EXTRAIT:
##############################
L’AVFT, Association européenne contre les violences faites aux femmes au travail créée en 1985, est l’association experte sur la lutte contre les violences sexistes et sexuelles au travail (VSST). Elle écoute, oriente et accompagne des victimes, en particulier sur les aspects juridiques. Quand les victimes le demandent, l’association se constitue partie civile dans leur procédure pénale et elle intervient aussi volontairement devant le conseil des prud’hommes. Organisme de formation, elle a également pour rôle de de former les publics professionnels à ces questions et de leur fournir les outils dont elles et ils auront besoin pour agir à leur niveau.
Quels sont les enjeux liés à la lutte contre les VSST et les évolutions législatives et jurisprudentielles en la matière dans le secteur public ?
Un enjeu législatif actuel dont on entend beaucoup parler en ce moment c’est la redéfinition pénale du viol avec l’introduction de la notion de consentement. L’AVFT réfléchit cette question depuis un certain temps maintenant et a participé aux travaux parlementaires sur le sujet. En effet, la définition actuelle part d’une présomption de consentement des femmes, à moins que l’auteur du viol ait fait usage de menace, contrainte, surprise ou violence1.
##############################
Entrées d'annotation par coordonnées
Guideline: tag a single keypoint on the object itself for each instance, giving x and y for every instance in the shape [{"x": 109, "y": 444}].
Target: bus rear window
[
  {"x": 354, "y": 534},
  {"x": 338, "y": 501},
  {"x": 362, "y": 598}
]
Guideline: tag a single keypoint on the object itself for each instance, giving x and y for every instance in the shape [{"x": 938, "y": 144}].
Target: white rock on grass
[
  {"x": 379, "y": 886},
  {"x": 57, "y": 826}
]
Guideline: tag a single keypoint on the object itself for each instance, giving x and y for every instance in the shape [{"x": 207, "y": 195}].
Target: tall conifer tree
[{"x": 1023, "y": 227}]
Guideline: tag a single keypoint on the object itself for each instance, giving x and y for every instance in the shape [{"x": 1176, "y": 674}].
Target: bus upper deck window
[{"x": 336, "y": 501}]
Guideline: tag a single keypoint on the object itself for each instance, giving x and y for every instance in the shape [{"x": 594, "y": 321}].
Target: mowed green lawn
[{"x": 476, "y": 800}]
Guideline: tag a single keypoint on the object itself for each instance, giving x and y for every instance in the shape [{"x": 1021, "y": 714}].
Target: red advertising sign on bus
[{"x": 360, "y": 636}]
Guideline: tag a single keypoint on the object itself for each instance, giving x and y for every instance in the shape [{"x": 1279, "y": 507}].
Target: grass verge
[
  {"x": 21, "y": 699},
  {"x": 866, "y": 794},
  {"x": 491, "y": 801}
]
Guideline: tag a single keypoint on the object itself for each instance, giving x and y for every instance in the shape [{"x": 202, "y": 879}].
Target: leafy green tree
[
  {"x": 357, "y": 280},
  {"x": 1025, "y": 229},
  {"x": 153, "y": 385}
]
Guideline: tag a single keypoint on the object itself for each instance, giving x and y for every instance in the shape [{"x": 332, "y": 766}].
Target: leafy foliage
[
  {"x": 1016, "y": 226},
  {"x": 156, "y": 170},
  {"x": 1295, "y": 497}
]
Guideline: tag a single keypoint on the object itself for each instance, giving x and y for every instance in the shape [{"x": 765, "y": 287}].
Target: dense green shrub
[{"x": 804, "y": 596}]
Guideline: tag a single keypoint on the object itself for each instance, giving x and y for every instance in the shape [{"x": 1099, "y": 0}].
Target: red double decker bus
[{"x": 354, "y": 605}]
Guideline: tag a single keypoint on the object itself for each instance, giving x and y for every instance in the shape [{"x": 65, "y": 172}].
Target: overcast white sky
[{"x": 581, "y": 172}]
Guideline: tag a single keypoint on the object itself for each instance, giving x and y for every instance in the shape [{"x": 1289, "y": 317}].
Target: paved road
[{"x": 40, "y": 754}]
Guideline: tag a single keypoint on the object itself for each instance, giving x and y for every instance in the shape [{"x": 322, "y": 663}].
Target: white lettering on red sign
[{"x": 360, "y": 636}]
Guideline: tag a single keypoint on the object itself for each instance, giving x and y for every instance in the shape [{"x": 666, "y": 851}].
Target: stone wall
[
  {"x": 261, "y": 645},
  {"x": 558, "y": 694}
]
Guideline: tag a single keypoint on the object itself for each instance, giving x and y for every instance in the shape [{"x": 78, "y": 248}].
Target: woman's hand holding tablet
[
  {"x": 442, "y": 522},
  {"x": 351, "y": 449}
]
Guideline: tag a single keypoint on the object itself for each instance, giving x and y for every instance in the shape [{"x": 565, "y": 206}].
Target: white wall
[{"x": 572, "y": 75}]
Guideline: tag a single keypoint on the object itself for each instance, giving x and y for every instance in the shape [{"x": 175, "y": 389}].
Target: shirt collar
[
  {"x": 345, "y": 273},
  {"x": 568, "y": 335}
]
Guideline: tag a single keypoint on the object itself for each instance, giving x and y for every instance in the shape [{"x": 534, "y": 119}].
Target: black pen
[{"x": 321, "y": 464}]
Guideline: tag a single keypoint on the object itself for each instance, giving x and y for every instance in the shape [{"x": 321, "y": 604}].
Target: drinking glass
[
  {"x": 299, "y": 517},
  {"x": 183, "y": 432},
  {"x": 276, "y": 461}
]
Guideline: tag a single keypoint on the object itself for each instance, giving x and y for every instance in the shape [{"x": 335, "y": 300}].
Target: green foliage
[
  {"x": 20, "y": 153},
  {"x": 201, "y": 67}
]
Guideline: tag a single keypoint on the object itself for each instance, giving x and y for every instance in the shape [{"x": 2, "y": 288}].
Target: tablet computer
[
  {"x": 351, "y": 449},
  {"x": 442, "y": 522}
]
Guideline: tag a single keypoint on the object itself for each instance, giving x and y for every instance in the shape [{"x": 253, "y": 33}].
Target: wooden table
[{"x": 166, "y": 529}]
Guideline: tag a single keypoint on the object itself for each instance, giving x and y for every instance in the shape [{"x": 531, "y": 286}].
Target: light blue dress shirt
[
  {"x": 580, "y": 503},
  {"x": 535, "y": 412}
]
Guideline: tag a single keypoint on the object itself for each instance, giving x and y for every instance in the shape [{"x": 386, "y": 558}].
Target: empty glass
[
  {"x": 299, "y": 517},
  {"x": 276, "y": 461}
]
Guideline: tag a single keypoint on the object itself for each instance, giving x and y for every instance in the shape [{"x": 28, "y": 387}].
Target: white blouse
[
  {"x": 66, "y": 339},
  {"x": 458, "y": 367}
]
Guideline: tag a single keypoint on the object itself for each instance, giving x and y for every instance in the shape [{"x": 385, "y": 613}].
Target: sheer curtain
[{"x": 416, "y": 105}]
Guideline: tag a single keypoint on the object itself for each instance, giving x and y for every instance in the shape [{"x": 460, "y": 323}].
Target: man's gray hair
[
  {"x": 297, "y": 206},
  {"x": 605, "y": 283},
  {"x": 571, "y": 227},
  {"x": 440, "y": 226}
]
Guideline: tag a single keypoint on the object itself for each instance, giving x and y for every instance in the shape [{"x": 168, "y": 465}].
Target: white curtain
##############################
TRAVAIL DEMANDÉ: Reproduisez fidèlement le passage de l'extrait sur l'AVFT qui commence aux mots « Un enjeu législatif » et s'arrête après les mots « surprise ou violence1. ».

BONNE RÉPONSE:
Un enjeu législatif actuel dont on entend beaucoup parler en ce moment c’est la redéfinition pénale du viol avec l’introduction de la notion de consentement. L’AVFT réfléchit cette question depuis un certain temps maintenant et a participé aux travaux parlementaires sur le sujet. En effet, la définition actuelle part d’une présomption de consentement des femmes, à moins que l’auteur du viol ait fait usage de menace, contrainte, surprise ou violence1.